[begin Entries shown]
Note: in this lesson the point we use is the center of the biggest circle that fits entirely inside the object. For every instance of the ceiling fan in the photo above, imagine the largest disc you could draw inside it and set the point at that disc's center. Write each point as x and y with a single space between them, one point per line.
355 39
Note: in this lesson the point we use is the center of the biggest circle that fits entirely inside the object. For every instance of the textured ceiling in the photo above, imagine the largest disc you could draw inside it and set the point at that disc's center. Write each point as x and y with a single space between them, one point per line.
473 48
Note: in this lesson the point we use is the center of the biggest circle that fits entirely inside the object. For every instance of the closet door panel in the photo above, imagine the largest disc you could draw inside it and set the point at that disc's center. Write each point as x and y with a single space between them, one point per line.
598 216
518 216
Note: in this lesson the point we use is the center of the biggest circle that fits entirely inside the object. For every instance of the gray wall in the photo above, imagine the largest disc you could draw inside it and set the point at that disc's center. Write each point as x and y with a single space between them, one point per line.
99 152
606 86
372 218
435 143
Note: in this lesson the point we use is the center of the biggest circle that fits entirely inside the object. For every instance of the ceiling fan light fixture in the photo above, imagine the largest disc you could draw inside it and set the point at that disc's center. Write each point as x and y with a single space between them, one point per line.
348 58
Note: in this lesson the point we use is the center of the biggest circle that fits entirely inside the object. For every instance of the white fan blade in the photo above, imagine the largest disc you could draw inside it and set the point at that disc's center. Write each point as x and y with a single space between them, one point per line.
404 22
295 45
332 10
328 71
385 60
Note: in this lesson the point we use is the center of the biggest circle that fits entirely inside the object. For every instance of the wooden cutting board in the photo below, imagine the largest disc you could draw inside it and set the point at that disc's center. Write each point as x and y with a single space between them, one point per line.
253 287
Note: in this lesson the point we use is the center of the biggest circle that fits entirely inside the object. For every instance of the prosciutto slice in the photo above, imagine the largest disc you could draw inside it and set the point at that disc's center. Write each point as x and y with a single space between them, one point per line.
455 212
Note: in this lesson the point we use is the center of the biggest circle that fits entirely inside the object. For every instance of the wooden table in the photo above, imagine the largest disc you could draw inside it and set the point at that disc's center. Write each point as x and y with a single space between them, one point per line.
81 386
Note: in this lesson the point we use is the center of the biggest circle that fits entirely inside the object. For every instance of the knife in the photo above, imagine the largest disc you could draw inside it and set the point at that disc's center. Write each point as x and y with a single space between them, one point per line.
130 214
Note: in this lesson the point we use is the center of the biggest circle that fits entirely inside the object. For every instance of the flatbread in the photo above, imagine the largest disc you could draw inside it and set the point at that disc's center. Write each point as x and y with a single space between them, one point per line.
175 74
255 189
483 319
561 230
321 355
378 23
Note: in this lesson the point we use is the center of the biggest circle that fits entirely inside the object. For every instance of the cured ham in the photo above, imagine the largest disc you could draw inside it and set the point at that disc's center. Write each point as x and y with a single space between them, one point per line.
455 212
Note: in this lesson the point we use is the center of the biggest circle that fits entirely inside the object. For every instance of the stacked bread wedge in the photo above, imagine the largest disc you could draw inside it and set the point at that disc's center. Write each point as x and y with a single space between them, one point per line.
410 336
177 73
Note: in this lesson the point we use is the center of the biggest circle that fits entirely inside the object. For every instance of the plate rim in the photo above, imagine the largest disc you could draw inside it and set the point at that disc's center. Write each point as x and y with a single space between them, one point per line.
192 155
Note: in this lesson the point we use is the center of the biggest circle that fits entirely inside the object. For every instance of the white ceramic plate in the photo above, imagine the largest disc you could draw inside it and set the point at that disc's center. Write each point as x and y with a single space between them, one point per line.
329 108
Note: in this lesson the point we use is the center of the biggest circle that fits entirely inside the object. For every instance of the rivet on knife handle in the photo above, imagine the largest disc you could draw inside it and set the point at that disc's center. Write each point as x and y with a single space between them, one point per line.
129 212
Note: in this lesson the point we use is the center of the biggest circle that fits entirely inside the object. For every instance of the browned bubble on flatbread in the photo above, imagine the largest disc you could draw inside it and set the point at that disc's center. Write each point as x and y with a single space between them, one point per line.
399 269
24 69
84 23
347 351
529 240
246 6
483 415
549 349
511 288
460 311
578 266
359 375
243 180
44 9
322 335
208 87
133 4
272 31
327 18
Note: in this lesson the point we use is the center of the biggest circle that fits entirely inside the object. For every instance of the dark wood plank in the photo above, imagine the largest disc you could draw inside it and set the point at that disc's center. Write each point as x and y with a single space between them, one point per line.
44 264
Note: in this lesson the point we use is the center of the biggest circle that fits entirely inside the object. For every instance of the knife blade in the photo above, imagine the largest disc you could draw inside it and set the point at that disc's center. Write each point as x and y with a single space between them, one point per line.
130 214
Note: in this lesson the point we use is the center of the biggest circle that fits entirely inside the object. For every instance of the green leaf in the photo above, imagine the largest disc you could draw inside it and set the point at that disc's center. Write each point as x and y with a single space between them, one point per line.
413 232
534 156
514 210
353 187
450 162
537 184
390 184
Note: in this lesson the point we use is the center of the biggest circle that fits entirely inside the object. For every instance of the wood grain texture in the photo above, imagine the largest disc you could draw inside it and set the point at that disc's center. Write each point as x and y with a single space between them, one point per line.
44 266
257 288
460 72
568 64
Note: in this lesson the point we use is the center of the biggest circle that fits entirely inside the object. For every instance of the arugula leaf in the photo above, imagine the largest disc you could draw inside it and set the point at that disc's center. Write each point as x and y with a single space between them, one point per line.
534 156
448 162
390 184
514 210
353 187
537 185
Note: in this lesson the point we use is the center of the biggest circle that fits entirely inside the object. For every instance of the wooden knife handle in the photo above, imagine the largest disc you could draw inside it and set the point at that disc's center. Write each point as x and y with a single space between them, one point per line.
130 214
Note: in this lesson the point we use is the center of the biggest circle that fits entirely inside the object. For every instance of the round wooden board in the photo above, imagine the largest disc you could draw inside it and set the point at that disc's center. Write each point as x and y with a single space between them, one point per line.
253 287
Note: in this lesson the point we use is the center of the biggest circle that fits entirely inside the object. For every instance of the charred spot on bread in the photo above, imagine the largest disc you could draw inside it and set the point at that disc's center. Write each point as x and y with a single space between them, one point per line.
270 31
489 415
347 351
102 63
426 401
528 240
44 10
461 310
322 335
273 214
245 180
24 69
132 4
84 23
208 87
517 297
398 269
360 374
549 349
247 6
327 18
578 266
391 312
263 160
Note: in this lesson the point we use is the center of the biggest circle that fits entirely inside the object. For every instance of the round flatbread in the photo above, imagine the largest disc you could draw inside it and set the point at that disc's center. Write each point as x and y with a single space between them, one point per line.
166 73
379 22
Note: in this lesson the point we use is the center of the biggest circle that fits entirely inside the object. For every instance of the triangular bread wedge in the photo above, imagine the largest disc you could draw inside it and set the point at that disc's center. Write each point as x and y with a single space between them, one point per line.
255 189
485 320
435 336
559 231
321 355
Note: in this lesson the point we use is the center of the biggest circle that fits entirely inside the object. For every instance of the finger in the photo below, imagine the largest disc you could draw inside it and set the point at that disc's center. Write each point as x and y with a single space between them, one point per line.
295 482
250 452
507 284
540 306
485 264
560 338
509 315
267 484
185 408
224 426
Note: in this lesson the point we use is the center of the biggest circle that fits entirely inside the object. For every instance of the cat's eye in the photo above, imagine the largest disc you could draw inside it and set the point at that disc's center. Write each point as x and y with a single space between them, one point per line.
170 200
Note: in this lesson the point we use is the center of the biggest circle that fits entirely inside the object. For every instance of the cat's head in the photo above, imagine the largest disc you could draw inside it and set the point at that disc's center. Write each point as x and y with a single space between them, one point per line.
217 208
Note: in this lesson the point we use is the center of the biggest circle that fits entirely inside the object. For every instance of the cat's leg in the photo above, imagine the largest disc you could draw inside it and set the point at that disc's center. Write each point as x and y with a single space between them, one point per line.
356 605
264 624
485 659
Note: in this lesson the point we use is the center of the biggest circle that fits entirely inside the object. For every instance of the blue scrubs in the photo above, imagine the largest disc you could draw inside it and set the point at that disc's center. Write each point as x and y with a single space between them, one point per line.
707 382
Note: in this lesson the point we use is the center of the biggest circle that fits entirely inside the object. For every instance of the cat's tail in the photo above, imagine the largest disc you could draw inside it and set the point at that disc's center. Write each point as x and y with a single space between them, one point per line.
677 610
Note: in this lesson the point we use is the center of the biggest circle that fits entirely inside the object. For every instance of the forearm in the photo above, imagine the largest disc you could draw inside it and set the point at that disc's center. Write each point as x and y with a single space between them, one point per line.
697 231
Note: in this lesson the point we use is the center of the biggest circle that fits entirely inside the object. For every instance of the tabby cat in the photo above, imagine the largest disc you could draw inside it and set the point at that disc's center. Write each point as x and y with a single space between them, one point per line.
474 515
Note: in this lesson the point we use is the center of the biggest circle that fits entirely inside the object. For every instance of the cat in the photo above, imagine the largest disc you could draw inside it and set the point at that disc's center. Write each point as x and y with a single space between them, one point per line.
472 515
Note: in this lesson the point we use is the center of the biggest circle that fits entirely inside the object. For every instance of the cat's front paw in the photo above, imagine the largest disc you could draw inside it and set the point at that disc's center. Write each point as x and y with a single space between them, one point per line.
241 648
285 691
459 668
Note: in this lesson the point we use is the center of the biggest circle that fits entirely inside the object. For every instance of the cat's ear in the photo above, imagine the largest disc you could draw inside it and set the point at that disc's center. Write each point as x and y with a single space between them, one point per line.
[end Entries shown]
**What is required:** Exactly reproduce the lines beginning with the one that contains "of the cat in" and ending with the last line of the material, both included. Leave out everything else.

**The response:**
Note: in this lesson the point we use is the center of the biggest circle that fits entirely inside the object. For every instance of the cat in the photo above, imagine the largest disc you could draw inside it and set the point at that disc's center. Write each point as x and y with a single space between them, one point per line.
472 515
Note: in this lesson the point we use is the center of the biggest circle that fits entirely inside the object. For every instance of the cat's front paw in the photo above, imagine the largest disc you could draw inside it and set the point at that disc's center. Write each point as x and y with a single space between them, one point per line.
241 648
285 691
459 668
Note: in this lesson the point we use is the center of the biggest circle that fits entirely inside the object. For every instance of the cat's ear in the photo above, imagine the largest disc you could draw inside it and set the point at that disc's center. Write each point as x and y with a single space between them, one point per line.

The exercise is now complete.